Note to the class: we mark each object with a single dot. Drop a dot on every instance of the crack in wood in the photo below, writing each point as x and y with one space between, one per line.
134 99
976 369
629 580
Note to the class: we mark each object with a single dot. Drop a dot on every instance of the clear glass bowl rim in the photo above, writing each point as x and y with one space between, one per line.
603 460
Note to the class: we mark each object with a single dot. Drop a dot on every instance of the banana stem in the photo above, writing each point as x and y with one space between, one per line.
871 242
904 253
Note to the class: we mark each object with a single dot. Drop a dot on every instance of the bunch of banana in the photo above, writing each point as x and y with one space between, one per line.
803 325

▸ Task directions: Write the listing out again, word for word, in its entirety.

▸ Reply:
Note to the class: we mark each object with a single dot. Drop a dot on every instance of the crack in wood in the photo below, writing each point as x and y with one space between, one per line.
134 99
976 369
629 580
Note to the class: we mark each object with a single dot. Drop a dot on every instance of the clear glass bowl rim in the photo above, writing each point as x and y with one space between, one per line.
603 460
Note to the class: we mark each object with a single dot. Drop a dot on every instance of the banana stem in the photo above, writing each point as x and y with one space between, one per line.
871 242
904 253
Note to the class: we mark each object with a single dot. Drop a dot on every instance of the bunch of banana in the photo above, writing each point as x and y with one space between, one per line.
803 325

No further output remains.